:: ВАШИ ЗАДАНИЯ ::
[1] Верните без изменений часть отрывка о поэте: всё от «Последние поэты империи» и вниз до «послала их в бой.» включительно.
[2] Изложите отрывок о поэте в трех предложениях.
++++ ОТРЫВОК ++++
Последние поэты империи
Шрифт:
Не буду приглаживать реальную жизнь поэта: он не отказывался от всего своего прошлого, от грешных стихов, от загульной жизни, да и в стихах у него шли полосами и темные и светлые темы, будто сатана боролся с Богом в его душе. Уже никому ни на Западе, ни в России не нужный, он вдруг пишет стихи, родственные Николаю Рубцову, чью поэзию высоко ценил:
Родина, моя родина,
белые облака.
Пахнет черной смородиной
ласковая рука.
Тишь
грозами не обкатана.
Высветлена поэтами,
выстрадана солдатами.
Выкормила, не нянчила
и послала их в бой.
Русые твои мальчики
спят на груди сырой.
Вишнею скороспелою
вымазано лицо.
Мальчики сорок первого
выковались в бойцов.
Бронзовые и мраморные
встали по городам,
как часовые ранние,
как по весне — вода!
……………………………….
Знай же, что б ты ни делала,
если придет беда,
мальчики сорок первого
бросятся в поезда.
Сколько уж ими пройдено?
Хватит и на века!
Родина, моя родина,
чистые берега!
(«Родина, моя родина...», 9 мая 1979)
Никак не могу взять в толк, почему и такое чистое, патриотическое стихотворение, написанное летом 1979 года, не заинтересовало отечественных издателей?
++++ РАЗДЕЛ ДАННЫХ ++++
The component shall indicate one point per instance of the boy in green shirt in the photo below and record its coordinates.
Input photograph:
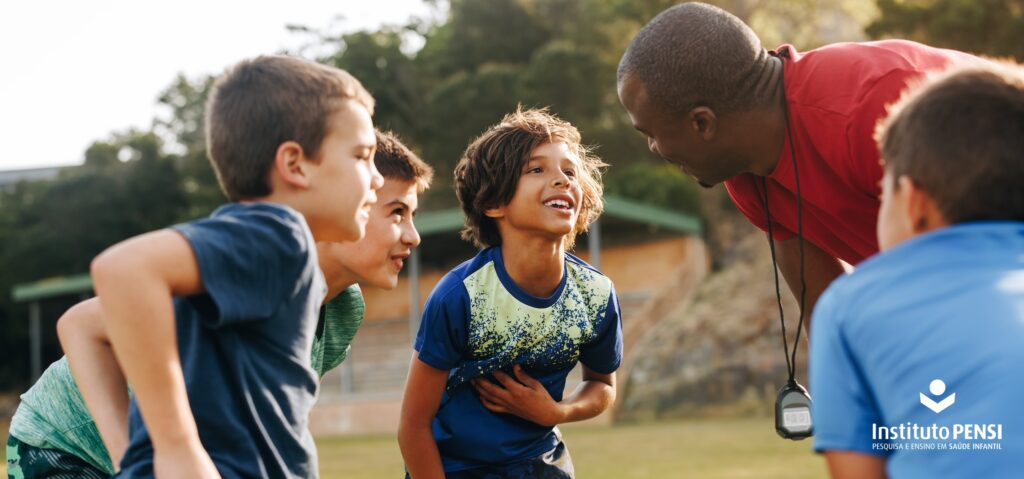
(52, 431)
++++
:: ОТВЕТЫ НА ЗАДАНИЯ ::
[1]
Последние поэты империи
Шрифт:
Не буду приглаживать реальную жизнь поэта: он не отказывался от всего своего прошлого, от грешных стихов, от загульной жизни, да и в стихах у него шли полосами и темные и светлые темы, будто сатана боролся с Богом в его душе. Уже никому ни на Западе, ни в России не нужный, он вдруг пишет стихи, родственные Николаю Рубцову, чью поэзию высоко ценил:
Родина, моя родина,
белые облака.
Пахнет черной смородиной
ласковая рука.
Тишь
грозами не обкатана.
Высветлена поэтами,
выстрадана солдатами.
Выкормила, не нянчила
и послала их в бой.

[2] Поэт не отказывался от своего прошлого, от грешных стихов и загульной жизни, а в его стихах полосами шли темные и светлые темы. Уже никому не нужный ни на Западе, ни в России, он летом 1979 года написал патриотическое стихотворение «Родина, моя родина...», родственное поэзии Николая Рубцова, но оно не заинтересовало отечественных издателей. В стихотворении говорится о мальчиках сорок первого, которые выковались в бойцов и бросятся в поезда, если придет беда.